Exercise: From the post on lowering body temperature in septic patients, extract everything from "Wednesday, January 16, 2013" down to "cardiac arrest patients.".

Wednesday, January 16, 2013

Should we artificially lower temperature in septic patients? It's complicated.

In general the lowering of body temperature in febrile patients via antipyretics or external methods is useless in terms of outcomes and may be harmful. Exceptions include heat stroke and other hyperthermia syndromes, stroke patients and post cardiac arrest patients.

The issue recently became more nuanced when publication of this paper from the blue journal added another possible exception: patients in septic shock treated with external cooling, in whom a decrease in pressor requirements and mortality was observed. On the other hand the use of antipyretics in septic patients across the board was associated with increased mortality in this study.

It is intuitive that external cooling would reduce pressor requirement because it induces vasoconstriction.

1 comment:

Yaya said...

Well, it is a really interesting topic academically and in my daily medical practice. Academically i have been hearing/reading different and sometimes paradoxical things in this regard over the past 5-6 years. i remember in some of my rotations I was blamed for not giving antipyretics to patients with fever and in some others blamed for giving antipyretics!!! Furhtermore one of the most terrifying finding for our nurses in a patient is fever and the automatic question after it is:"Dr. we must give him/her something to control the fever". Well it takes a few minutes to explain the first nurse that fever is a presumed defence mechanism against the infection and i prefer not to give antipyretics for a slight fever. Well the first nurse looks sceptically at me and goes out. I begin to think about the possible causes/foci of fever,and begin with the routine fever work-up. in a few hours comes another nurse and asks the same question. and again and again. Eventually i give up and give the patient something to bring the temperature down.

Records:
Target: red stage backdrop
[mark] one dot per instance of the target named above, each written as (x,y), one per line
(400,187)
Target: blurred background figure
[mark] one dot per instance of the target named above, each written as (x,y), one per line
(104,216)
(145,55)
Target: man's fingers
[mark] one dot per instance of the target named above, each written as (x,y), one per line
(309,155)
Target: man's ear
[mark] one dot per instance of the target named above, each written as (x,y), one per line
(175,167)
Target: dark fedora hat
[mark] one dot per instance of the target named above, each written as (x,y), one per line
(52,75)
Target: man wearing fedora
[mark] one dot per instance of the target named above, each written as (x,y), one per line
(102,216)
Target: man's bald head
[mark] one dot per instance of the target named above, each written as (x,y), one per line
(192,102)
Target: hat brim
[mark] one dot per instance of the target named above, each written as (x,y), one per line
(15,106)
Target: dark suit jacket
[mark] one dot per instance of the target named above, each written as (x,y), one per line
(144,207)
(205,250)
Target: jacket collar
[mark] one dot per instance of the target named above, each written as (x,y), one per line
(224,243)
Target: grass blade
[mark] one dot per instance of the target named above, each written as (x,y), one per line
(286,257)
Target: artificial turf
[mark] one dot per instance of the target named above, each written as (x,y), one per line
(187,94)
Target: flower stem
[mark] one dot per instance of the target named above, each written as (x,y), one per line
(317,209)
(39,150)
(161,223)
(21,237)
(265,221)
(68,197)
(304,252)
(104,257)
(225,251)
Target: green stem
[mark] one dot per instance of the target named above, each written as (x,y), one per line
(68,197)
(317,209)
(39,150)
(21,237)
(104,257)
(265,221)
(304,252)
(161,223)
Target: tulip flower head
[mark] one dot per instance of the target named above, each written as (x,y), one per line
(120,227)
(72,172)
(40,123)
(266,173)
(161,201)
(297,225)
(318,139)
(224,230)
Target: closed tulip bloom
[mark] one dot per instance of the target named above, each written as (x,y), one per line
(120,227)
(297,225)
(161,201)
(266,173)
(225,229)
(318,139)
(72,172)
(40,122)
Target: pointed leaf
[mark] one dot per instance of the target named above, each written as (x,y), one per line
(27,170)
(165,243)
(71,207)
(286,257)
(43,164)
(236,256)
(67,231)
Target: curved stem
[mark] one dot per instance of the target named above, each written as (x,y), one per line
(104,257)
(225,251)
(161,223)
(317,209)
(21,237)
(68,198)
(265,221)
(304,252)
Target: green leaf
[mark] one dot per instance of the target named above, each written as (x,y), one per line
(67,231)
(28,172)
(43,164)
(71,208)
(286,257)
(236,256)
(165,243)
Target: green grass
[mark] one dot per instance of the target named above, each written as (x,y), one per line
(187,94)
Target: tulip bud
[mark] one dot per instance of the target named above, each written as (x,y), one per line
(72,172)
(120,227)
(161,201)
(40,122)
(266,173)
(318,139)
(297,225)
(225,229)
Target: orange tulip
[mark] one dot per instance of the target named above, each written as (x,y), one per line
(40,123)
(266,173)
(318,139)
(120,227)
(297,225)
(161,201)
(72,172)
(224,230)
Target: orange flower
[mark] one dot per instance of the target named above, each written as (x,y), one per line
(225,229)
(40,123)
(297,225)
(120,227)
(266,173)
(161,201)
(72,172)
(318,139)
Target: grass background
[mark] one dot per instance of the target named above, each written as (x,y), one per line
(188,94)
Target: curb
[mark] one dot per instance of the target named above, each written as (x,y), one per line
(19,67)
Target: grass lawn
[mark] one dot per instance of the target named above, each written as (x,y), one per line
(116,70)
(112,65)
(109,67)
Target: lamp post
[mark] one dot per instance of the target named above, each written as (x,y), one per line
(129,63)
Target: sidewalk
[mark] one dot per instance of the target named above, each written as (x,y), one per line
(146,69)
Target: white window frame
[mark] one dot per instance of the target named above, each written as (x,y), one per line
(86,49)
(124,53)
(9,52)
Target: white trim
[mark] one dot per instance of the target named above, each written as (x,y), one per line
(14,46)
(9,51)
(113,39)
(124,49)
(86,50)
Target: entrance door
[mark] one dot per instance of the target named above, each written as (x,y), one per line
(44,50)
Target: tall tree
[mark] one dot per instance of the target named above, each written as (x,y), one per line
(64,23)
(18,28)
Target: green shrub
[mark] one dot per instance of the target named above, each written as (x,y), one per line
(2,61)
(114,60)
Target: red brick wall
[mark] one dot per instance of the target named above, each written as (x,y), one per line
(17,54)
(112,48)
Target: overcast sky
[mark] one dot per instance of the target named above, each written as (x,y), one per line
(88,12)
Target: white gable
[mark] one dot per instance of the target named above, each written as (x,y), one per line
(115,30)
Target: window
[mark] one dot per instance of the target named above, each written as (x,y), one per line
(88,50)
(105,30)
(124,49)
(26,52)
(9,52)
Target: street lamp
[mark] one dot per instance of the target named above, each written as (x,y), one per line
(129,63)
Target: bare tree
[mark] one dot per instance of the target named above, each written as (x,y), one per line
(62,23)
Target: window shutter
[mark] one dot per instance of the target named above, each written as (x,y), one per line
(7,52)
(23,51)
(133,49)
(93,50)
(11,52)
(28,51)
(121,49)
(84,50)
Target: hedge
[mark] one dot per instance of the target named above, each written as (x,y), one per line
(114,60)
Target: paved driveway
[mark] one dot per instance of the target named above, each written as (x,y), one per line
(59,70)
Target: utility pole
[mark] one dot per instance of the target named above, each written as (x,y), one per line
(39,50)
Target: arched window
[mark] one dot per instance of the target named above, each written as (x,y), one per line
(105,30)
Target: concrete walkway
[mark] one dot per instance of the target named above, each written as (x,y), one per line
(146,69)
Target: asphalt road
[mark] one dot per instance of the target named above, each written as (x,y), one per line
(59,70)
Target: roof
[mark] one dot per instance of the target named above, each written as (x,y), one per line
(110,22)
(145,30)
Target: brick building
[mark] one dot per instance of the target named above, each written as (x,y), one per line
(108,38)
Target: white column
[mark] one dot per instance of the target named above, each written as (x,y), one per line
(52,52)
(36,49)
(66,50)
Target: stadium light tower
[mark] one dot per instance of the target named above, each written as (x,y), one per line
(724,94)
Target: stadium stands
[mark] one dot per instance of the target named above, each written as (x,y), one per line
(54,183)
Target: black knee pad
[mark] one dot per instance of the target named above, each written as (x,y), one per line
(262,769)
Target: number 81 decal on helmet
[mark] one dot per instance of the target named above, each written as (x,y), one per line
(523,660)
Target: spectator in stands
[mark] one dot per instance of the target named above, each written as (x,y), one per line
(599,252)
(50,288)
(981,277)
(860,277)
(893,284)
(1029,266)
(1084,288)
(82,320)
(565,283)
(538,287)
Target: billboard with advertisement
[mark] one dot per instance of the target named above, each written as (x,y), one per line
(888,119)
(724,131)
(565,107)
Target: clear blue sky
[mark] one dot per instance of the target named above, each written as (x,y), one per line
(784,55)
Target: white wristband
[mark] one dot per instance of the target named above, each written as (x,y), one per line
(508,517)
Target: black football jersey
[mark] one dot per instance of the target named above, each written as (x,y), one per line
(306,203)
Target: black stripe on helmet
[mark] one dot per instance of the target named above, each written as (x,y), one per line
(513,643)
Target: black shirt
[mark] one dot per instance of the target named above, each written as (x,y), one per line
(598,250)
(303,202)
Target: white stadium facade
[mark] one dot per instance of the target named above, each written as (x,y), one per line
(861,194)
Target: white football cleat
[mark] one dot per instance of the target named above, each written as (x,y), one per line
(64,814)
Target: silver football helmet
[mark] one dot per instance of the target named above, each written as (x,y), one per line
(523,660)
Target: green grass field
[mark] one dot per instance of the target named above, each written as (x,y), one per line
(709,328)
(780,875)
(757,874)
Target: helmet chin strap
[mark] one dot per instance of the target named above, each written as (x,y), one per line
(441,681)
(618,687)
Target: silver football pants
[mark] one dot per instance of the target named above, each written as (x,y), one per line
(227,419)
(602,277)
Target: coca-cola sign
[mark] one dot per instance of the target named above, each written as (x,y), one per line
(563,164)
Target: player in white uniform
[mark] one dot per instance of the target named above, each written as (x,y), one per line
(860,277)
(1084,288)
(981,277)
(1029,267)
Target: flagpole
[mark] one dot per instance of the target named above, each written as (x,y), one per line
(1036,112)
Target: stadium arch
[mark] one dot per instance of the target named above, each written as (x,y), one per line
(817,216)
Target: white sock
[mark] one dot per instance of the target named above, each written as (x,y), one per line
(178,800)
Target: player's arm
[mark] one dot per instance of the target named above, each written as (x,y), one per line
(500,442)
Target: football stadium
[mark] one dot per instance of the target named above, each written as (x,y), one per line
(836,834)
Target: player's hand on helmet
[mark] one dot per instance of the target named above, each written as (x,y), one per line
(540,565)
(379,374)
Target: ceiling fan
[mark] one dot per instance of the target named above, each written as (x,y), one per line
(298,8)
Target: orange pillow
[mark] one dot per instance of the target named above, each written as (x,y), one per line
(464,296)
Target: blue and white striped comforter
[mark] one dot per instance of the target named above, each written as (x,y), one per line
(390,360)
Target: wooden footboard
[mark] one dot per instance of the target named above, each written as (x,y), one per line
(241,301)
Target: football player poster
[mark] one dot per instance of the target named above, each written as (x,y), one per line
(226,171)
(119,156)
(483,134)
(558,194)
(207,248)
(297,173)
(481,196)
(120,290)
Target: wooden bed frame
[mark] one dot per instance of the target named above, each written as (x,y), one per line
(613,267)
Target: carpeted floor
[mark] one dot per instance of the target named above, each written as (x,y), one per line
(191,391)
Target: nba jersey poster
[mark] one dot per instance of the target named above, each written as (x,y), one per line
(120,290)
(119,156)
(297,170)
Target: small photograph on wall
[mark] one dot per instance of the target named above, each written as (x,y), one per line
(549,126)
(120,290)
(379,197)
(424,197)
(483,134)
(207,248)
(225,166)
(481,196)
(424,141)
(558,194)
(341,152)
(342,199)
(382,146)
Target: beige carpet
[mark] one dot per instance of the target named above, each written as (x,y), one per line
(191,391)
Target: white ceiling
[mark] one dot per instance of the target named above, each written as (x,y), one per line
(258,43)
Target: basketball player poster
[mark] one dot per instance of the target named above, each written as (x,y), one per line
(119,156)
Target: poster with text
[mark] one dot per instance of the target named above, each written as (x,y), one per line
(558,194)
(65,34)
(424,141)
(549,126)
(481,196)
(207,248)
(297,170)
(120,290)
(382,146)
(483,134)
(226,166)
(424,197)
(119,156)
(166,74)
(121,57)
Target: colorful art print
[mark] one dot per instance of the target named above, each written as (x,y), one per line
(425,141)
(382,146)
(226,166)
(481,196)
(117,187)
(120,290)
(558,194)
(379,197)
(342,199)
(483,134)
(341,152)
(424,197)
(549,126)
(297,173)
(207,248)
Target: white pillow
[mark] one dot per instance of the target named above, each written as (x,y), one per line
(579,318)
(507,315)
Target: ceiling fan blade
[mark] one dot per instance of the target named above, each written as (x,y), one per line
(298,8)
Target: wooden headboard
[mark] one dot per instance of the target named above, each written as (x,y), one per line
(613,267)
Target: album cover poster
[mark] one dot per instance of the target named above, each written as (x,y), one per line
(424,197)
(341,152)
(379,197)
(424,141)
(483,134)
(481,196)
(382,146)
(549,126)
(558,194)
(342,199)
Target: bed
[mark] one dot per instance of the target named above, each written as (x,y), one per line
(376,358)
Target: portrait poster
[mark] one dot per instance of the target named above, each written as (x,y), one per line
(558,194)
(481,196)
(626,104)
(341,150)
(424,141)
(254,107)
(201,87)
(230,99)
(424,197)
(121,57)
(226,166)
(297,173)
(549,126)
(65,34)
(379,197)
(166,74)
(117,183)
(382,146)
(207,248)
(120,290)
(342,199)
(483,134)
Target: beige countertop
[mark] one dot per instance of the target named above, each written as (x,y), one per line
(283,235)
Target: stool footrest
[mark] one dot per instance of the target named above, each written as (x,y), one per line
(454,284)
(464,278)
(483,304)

Answer to the exercise:
Wednesday, January 16, 2013

Should we artificially lower temperature in septic patients? It's complicated.

In general the lowering of body temperature in febrile patients via antipyretics or external methods is useless in terms of outcomes and may be harmful. Exceptions include heat stroke and other hyperthermia syndromes, stroke patients and post cardiac arrest patients.